» What is needed
If a line in the data below contains "table", copy it.
________________________________________
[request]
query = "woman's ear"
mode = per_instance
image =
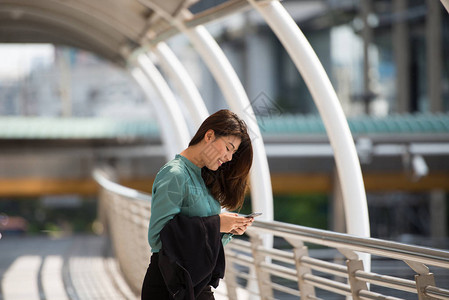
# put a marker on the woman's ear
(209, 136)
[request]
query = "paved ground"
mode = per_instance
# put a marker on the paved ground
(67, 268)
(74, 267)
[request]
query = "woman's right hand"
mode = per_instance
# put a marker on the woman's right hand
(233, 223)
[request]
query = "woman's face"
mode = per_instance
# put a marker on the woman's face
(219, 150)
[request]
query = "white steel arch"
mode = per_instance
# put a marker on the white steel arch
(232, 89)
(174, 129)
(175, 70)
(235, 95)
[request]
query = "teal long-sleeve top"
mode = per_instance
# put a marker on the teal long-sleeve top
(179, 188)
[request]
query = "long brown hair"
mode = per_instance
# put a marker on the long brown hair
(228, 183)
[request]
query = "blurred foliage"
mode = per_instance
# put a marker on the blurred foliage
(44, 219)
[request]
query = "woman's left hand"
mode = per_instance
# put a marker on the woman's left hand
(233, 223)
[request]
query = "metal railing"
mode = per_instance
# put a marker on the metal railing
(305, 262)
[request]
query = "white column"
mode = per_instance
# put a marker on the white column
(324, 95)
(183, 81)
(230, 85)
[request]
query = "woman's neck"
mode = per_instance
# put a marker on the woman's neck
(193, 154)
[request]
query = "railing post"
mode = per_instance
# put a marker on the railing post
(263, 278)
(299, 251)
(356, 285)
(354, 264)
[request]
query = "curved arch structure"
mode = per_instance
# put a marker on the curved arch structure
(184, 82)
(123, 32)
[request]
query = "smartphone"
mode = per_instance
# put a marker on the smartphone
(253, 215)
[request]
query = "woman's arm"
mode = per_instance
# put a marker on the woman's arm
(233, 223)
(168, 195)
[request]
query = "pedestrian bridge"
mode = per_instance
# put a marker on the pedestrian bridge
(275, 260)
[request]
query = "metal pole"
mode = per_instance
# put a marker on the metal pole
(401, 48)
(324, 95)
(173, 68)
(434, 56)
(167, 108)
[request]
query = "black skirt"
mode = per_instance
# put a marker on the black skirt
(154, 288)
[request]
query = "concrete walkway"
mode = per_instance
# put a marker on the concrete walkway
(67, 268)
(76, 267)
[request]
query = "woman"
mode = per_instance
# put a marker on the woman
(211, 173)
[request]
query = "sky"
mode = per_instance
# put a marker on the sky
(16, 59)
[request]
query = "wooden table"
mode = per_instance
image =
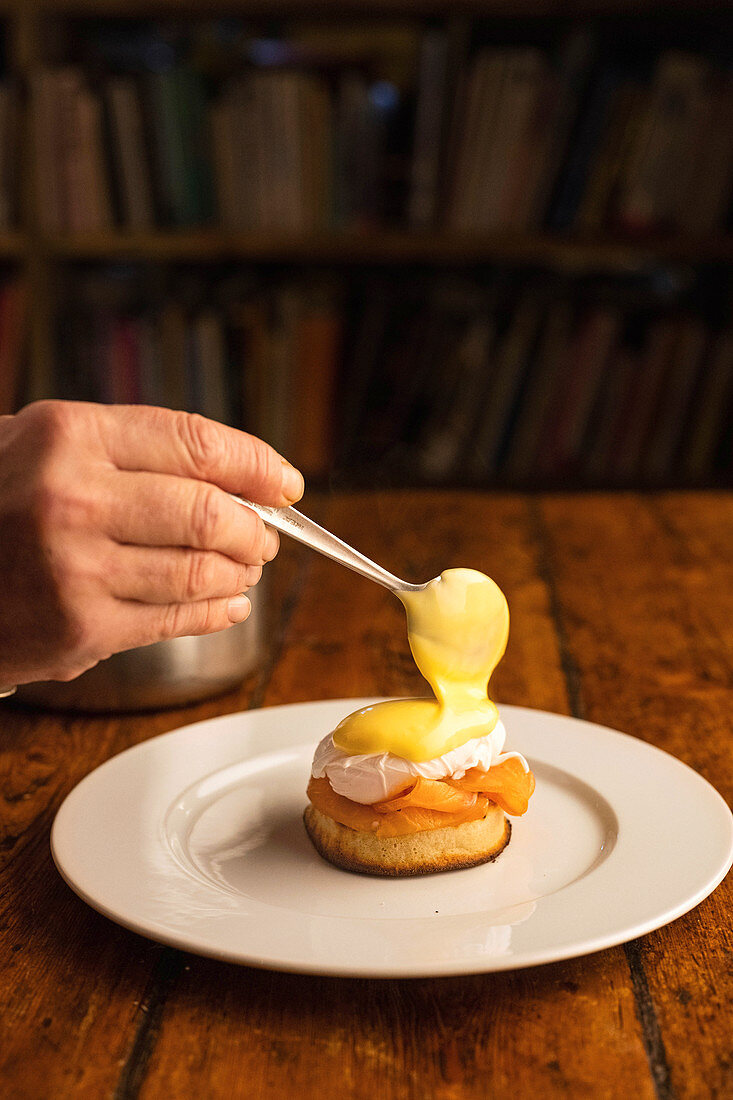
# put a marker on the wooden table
________________________________________
» Solution to this exercise
query = "wooden table"
# put a marker on the wooden table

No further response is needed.